» **Tasks to perform**:
1. According to the gift card scam article, what are the areas of expertise attributed to Steve Weisman?
2. In the gift card scam article, rewrite everything from "Featured image: Shutterstock." down to "method of payment.", changing every "criminals" to "fraudsters".
3. Translate this sentence from the gift card scam article into Spanish: "When buying a gift card, only purchase cards from behind the customer service desk."

» **Extract provided**:

══════════

Featured image: Shutterstock.

Con Watch: Gift Cards — the Gift That Keeps on Taking

Steve Weisman is a lawyer, college professor, author, and one of the country’s leading experts in cybersecurity, identity theft, and scams. See Steve’s other Con Watch articles.

Buying a gift card is easy and a good way to make sure that you give something the recipient will actually use. However, gift cards are also a source of scams. In some scams, criminals steal the value from gift cards you purchase. Other scams involve criminals demanding that victims of extortion use gift cards as the method of payment.

Stealing the Value from a Gift Card

Scammers will go to racks of gift cards in stores and use handheld scanners to read the card’s number and bar code. They then put the card back on the display and periodically check the 800 number associated with the retailer to find out the card’s activation status and balance. Once the card is activated, they can steal the value off the card by either creating a counterfeit card or ordering items online without having the actual card in hand.

When buying a gift card, only purchase cards from behind the customer service desk. If the card is preloaded with a monetary value, always ask for the card to be scanned to show that it is still fully valued. Some retailers have added a PIN on the gift card so that if the card is used online, the user must first scratch off an opaque film to access the PIN. Unfortunately, many purchasers don’t even notice if the film covering the PIN has already been scratched off.

══════════

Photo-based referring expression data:

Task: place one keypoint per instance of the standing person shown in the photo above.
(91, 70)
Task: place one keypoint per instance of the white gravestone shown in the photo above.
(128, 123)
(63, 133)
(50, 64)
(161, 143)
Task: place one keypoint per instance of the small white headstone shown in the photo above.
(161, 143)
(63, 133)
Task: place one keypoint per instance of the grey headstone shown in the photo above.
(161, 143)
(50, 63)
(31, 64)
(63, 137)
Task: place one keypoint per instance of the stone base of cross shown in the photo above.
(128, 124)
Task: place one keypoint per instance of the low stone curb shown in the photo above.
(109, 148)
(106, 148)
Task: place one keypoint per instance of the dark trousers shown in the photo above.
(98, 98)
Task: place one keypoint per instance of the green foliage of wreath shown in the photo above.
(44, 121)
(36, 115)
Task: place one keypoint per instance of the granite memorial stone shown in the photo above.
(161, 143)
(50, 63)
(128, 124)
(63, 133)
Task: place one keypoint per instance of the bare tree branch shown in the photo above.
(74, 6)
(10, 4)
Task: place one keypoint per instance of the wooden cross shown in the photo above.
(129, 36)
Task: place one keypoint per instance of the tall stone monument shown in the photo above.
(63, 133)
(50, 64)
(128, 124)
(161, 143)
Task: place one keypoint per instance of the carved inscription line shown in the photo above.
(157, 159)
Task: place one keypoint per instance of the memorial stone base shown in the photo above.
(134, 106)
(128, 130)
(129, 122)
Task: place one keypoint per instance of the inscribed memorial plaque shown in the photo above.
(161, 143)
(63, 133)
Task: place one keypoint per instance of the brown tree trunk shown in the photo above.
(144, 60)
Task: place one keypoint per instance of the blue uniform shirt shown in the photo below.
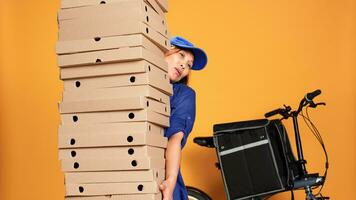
(182, 119)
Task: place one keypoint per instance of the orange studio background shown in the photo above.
(262, 54)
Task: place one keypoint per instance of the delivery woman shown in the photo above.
(182, 58)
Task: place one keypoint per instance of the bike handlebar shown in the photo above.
(310, 96)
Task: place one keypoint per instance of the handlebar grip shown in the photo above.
(310, 96)
(273, 112)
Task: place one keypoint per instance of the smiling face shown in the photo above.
(179, 63)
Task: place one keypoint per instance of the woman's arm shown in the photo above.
(173, 157)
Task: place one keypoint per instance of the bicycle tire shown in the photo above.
(196, 194)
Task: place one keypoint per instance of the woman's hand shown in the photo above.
(167, 188)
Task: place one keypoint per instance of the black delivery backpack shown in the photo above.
(255, 157)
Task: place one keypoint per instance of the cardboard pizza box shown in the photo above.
(116, 92)
(105, 43)
(157, 175)
(116, 12)
(145, 128)
(104, 69)
(124, 54)
(111, 164)
(88, 189)
(110, 140)
(152, 76)
(157, 196)
(118, 104)
(163, 4)
(81, 29)
(112, 152)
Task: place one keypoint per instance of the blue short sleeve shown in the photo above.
(182, 112)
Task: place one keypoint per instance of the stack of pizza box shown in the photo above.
(115, 104)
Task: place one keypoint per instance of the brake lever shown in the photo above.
(314, 105)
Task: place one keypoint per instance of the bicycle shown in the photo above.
(300, 179)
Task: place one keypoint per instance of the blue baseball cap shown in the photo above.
(200, 57)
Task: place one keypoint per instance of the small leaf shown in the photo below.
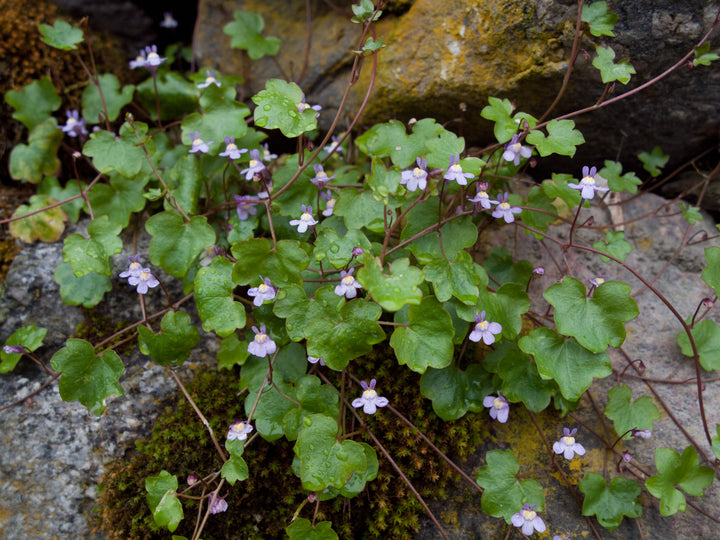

══════════

» **Answers per task**:
1. Cybersecurity, identity theft, and scams.

2.
Featured image: Shutterstock.

Con Watch: Gift Cards — the Gift That Keeps on Taking

Steve Weisman is a lawyer, college professor, author, and one of the country’s leading experts in cybersecurity, identity theft, and scams. See Steve’s other Con Watch articles.

Buying a gift card is easy and a good way to make sure that you give something the recipient will actually use. However, gift cards are also a source of scams. In some scams, fraudsters steal the value from gift cards you purchase. Other scams involve fraudsters demanding that victims of extortion use gift cards as the method of payment.

3. Al comprar una tarjeta de regalo, compre solo tarjetas que estén detrás del mostrador de servicio al cliente.